§ Required work
#1 Shorten the paragraph beginning "Poongundran Namachivayam, M.R.C.P.C.H." in the sildenafil news item below, or turn it into a list, keeping its main facts.
#2 Carry on the news item below about sildenafil after weaning from inhaled nitric oxide, starting after its last sentence.

One dose prevents pulmonary hypertension after weaning from inhaled nitric oxide

WEDNESDAY, Nov. 1 (HealthDay News) -- Single-dose, prophylactic sildenafil prevents rebound pulmonary arterial hypertension in children after weaning from inhaled nitric oxide, and decreases mechanical ventilation duration, according to research published in the November issue of the American Journal of Respiratory and Critical Care Medicine.

Poongundran Namachivayam, M.R.C.P.C.H., of The Royal Children's Hospital in Melbourne, Australia, and colleagues examined sildenafil in preventing rebound (defined as a 20 percent or more pulmonary arterial pressure rise or failure to stop nitric oxide). The researchers evaluated data from 29 ventilated infants and children randomized to 0.4 mg/kg of sildenafil or placebo.

§ Given records
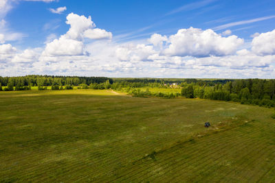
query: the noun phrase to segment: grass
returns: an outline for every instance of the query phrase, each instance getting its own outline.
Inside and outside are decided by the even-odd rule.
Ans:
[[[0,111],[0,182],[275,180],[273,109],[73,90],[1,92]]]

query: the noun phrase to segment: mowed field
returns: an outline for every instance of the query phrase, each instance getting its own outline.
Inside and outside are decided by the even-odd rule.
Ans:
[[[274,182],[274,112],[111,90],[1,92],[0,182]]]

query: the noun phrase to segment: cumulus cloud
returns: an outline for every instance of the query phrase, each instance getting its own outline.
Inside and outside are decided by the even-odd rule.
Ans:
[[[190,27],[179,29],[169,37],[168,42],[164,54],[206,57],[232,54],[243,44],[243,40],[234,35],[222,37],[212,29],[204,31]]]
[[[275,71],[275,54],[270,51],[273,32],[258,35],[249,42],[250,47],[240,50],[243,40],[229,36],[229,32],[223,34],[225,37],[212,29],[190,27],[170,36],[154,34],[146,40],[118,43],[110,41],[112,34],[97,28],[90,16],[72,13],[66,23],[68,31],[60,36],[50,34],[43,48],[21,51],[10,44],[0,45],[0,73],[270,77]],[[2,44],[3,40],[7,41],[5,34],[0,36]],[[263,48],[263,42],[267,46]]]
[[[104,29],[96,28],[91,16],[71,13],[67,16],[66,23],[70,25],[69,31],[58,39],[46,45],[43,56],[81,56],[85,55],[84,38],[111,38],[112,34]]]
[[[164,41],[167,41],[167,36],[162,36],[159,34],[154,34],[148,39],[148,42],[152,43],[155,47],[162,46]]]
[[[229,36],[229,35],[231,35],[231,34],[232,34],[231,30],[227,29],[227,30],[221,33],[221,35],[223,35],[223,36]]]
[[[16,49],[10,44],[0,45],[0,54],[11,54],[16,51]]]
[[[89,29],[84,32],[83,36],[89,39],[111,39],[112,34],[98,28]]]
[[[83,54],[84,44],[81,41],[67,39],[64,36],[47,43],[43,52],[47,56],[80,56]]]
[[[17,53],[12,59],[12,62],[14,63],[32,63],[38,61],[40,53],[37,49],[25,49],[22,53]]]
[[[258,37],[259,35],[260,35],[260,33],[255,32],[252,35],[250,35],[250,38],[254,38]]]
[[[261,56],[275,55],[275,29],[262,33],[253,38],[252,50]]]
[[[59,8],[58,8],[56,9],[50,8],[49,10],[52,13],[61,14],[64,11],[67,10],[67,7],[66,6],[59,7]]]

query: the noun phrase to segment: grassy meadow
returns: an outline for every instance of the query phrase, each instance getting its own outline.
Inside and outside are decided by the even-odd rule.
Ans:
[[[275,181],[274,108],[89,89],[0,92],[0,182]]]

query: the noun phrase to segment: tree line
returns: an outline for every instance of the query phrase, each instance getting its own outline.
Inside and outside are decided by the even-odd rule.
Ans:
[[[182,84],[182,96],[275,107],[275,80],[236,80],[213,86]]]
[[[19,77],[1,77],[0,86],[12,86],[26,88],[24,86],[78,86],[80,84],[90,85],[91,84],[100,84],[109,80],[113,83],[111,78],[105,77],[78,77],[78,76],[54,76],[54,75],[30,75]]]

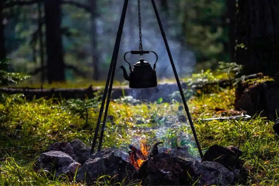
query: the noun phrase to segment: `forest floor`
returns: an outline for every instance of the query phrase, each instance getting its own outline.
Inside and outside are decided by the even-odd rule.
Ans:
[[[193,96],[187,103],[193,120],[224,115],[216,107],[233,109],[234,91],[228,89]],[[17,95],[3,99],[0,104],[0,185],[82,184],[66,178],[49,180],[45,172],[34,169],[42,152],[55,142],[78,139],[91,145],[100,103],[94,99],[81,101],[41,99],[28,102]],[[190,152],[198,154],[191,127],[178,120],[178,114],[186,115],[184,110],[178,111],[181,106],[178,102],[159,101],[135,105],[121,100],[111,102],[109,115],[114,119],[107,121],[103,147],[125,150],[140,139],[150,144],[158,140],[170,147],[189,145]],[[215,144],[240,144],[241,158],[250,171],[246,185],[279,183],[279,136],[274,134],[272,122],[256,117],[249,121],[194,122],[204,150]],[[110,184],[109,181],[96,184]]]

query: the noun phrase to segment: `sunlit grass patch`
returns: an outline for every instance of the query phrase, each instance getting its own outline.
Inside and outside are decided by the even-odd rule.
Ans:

§ Solved tasks
#1
- Researchers: Poongundran Namachivayam, M.R.C.P.C.H., of The Royal Children's Hospital in Melbourne, Australia, and colleagues
- Question: whether sildenafil prevents rebound, defined as a pulmonary arterial pressure rise of 20 percent or more or failure to stop nitric oxide
- Patients: 29 ventilated infants and children
- Design: randomized to 0.4 mg/kg of sildenafil or placebo

#2
None of 15 treated patients had rebound, while 10 of 14 placebo patients did. Pressure rose 25 percent in placebo and 1 percent in treated patients. All treated patients were weaned from nitric oxide, but severe cardiovascular instability prevented weaning of four placebo patients. Placebo patients were ventilated for a mean of 98 hours while treated patients were ventilated for 28.2 hours.

"A single dose of enteral sildenafil effectively prevented the development of rebound pulmonary hypertension in infants and children after withdrawal of inhaled nitric oxide, and reduced the subsequent duration of mechanical ventilation. The prophylactic administration of sildenafil should be considered when weaning infants and children from inhaled nitric oxide," the authors conclude.